***** SUPPLIED DATA *****

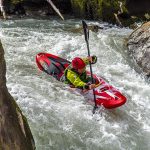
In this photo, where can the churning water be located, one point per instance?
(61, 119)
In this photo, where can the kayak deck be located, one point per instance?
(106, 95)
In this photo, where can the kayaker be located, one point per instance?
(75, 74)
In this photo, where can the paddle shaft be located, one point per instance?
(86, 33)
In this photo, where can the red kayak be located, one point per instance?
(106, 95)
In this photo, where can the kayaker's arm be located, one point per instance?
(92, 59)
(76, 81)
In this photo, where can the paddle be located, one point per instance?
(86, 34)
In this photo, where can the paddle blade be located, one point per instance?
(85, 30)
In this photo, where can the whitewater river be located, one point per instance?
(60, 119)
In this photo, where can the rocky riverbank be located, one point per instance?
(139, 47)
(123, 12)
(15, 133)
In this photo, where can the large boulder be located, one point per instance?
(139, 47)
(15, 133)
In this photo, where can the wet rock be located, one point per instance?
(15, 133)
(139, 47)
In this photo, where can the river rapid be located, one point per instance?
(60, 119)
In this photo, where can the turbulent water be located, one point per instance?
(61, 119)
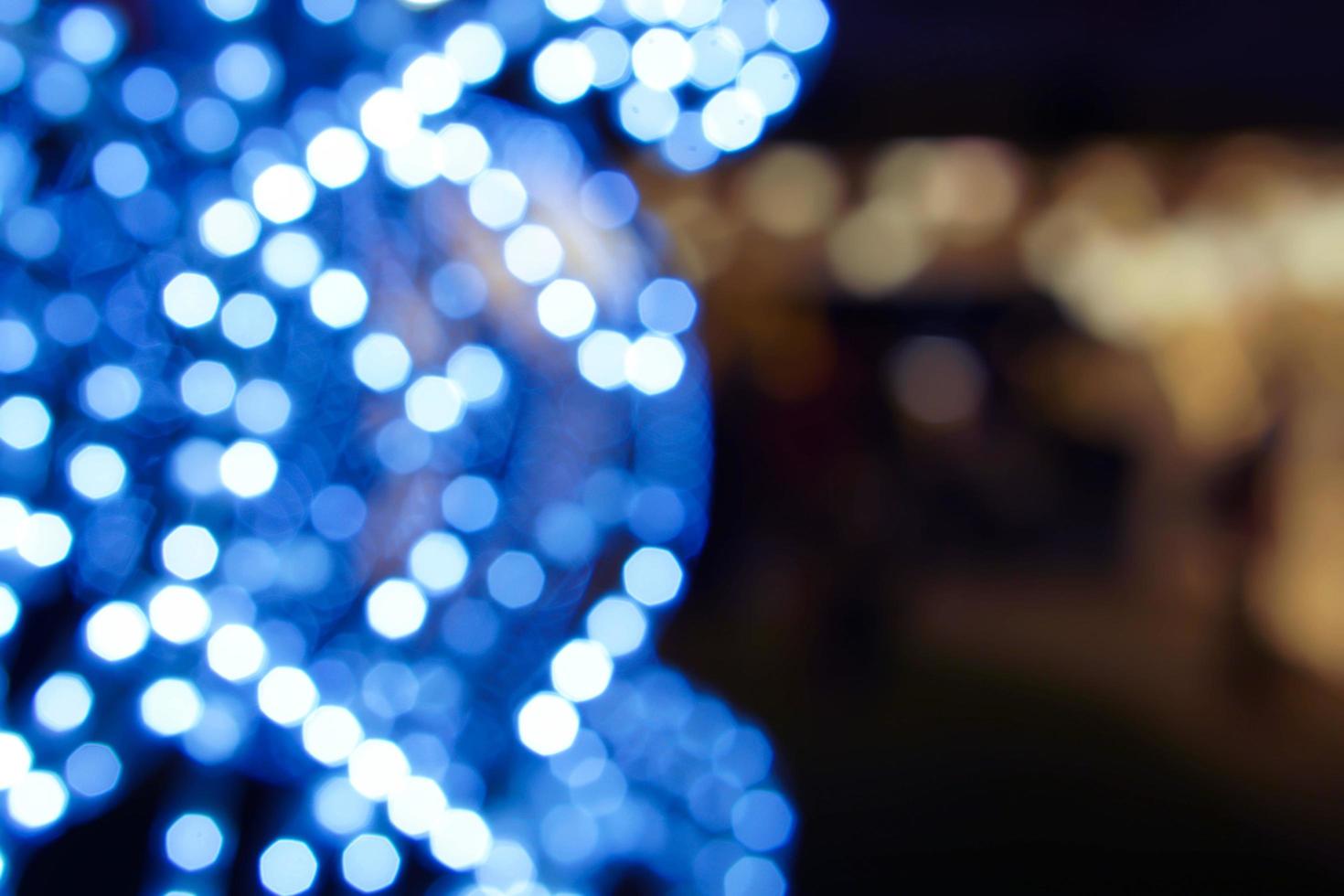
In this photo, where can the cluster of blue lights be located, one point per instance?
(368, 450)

*****
***** SUPPLIED DATA *****

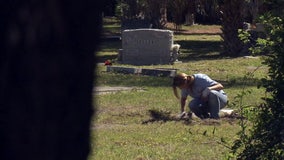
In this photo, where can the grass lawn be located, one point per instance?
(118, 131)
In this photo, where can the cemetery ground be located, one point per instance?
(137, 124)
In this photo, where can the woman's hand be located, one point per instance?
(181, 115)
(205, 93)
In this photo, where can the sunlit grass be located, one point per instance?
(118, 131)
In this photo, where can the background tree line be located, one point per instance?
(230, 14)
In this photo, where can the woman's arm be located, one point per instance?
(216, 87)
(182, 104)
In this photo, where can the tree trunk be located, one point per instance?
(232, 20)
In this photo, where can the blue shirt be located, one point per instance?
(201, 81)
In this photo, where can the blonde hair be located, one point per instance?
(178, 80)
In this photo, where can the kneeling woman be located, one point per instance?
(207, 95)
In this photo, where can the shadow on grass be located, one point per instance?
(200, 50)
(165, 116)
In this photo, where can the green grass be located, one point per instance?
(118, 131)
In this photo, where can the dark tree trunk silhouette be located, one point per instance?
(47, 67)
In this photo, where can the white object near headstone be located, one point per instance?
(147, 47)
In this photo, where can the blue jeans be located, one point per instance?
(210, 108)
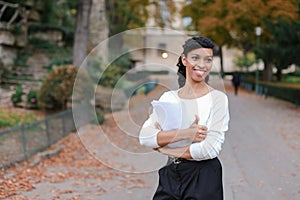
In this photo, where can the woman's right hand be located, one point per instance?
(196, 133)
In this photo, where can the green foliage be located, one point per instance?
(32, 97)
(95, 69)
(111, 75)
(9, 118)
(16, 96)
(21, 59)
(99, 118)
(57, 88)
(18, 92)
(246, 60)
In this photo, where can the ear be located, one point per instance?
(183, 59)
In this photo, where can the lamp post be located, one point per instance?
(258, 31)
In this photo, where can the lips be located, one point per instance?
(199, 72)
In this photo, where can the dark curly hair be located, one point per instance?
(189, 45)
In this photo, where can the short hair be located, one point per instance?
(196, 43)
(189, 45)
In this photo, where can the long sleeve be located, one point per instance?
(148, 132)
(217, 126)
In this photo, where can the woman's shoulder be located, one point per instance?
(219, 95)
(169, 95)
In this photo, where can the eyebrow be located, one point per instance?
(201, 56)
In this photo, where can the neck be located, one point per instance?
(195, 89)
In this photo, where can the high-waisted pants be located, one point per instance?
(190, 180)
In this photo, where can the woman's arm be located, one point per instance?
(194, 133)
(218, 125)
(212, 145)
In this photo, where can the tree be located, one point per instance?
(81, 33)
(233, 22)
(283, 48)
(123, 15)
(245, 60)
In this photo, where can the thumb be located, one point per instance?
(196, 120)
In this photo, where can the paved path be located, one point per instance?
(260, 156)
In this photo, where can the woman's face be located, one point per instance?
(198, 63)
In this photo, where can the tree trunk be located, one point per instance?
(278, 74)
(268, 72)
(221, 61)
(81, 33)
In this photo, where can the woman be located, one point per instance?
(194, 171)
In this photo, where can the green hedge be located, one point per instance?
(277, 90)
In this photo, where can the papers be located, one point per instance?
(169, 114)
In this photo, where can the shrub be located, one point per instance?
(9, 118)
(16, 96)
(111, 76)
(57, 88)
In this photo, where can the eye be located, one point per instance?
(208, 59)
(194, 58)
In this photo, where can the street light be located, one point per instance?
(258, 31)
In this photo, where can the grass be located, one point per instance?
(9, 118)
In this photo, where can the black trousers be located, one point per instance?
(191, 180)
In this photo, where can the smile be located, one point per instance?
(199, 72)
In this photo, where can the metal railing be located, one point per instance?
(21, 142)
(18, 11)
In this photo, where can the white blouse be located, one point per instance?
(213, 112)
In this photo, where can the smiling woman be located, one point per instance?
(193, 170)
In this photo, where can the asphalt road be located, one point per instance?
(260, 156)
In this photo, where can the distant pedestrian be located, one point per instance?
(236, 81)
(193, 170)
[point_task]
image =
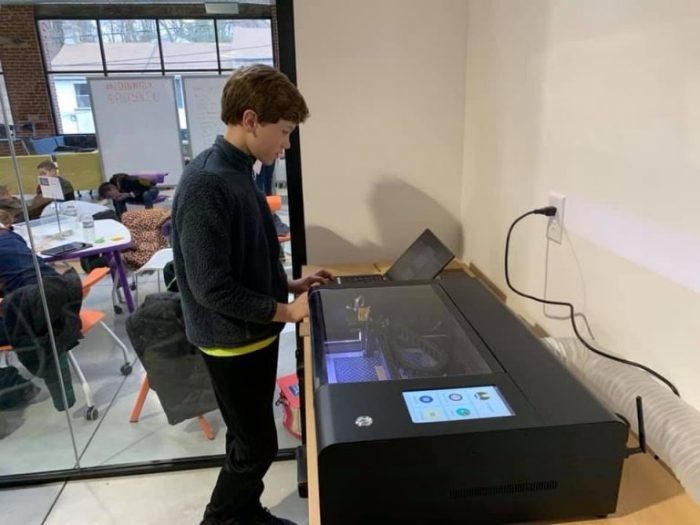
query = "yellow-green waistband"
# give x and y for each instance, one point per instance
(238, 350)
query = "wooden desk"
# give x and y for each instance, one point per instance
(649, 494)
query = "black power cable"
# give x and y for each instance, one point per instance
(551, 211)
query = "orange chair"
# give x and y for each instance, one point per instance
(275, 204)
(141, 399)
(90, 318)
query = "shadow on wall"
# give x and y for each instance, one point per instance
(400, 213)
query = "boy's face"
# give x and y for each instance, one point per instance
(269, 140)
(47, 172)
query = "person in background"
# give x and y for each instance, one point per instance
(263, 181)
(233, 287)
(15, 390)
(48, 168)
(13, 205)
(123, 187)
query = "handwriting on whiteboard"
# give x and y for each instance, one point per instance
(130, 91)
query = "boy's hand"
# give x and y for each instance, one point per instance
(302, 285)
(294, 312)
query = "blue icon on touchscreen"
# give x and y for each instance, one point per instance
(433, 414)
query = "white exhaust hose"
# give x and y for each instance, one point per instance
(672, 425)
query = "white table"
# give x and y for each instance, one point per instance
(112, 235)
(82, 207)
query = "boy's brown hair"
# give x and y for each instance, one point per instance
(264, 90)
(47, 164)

*****
***** SUPPLIED DATA *****

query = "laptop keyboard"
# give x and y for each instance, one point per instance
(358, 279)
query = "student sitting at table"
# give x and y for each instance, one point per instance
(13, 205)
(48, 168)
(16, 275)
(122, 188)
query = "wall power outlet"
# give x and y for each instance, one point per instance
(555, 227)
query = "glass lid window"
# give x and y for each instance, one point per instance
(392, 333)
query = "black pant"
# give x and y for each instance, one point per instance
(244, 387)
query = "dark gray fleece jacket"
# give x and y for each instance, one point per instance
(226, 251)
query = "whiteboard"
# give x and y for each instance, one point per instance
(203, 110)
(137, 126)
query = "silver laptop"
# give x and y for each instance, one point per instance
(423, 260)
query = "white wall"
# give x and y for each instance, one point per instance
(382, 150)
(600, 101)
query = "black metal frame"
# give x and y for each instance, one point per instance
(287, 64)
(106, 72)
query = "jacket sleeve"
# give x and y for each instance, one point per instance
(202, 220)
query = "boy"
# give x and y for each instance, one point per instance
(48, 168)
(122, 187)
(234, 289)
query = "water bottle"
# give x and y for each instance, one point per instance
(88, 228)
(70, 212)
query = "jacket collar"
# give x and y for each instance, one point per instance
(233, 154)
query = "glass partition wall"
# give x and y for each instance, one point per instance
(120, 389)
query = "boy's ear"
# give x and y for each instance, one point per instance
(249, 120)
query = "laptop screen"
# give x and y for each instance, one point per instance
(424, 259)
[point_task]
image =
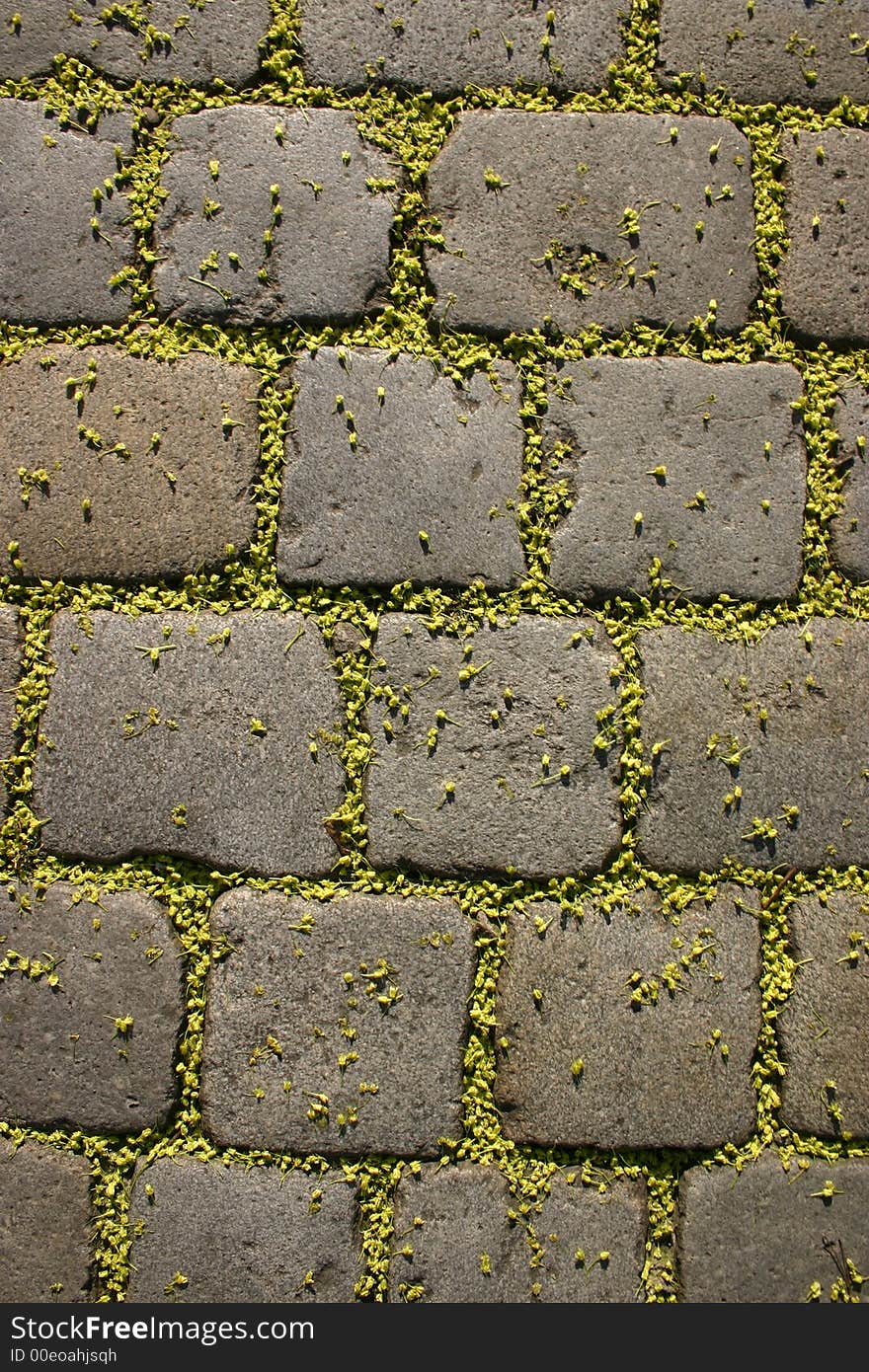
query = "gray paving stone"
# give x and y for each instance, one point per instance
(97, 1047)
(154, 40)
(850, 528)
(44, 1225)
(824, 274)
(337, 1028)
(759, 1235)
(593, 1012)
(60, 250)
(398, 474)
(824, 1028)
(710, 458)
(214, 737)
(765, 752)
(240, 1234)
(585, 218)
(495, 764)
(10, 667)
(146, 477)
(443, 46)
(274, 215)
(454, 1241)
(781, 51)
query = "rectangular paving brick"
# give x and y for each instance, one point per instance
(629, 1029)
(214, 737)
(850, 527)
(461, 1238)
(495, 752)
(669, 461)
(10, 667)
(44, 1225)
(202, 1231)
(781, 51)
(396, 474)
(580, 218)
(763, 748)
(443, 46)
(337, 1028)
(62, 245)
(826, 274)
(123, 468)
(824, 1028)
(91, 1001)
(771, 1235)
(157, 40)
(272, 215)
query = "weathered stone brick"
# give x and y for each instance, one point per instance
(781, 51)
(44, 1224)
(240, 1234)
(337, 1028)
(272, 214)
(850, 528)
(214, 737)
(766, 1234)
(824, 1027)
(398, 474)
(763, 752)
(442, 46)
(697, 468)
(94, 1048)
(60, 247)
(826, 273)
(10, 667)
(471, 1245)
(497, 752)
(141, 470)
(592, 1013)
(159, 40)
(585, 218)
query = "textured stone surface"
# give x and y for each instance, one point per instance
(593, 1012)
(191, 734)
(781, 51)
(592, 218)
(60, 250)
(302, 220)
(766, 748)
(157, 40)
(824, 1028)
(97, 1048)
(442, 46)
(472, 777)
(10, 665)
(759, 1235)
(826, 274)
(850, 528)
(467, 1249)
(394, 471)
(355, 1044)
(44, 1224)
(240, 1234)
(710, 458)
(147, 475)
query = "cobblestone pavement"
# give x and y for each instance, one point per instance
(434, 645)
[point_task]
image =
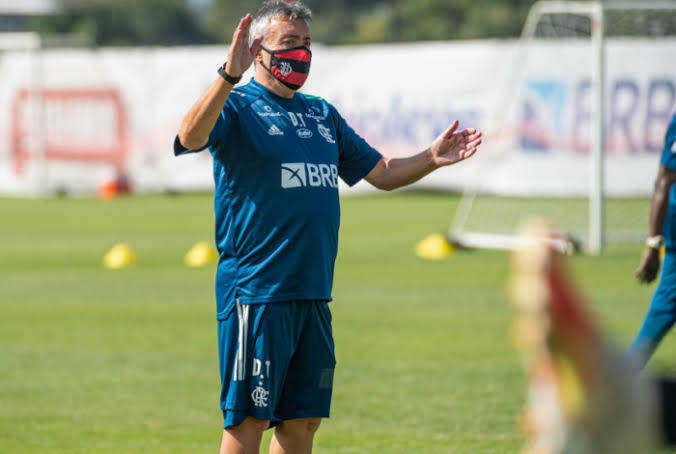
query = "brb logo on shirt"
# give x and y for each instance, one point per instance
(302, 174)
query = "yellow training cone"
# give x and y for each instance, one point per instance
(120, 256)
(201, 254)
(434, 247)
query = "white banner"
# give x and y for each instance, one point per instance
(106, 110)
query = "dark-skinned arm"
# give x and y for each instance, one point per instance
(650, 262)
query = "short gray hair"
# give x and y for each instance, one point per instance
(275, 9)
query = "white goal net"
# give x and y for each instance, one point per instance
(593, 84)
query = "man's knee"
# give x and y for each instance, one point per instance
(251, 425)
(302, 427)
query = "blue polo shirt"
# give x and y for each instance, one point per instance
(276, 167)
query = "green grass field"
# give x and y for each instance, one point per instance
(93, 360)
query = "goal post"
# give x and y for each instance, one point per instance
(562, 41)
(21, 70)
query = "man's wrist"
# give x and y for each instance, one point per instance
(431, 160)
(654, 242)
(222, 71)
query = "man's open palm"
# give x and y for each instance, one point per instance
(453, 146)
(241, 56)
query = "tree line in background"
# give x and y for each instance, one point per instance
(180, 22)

*****

* _EXERCISE_
Go through the entries and return each line where the word "yellow" appears.

* _FINISHED EXERCISE_
query = "yellow-green waistband"
query = "yellow training cone"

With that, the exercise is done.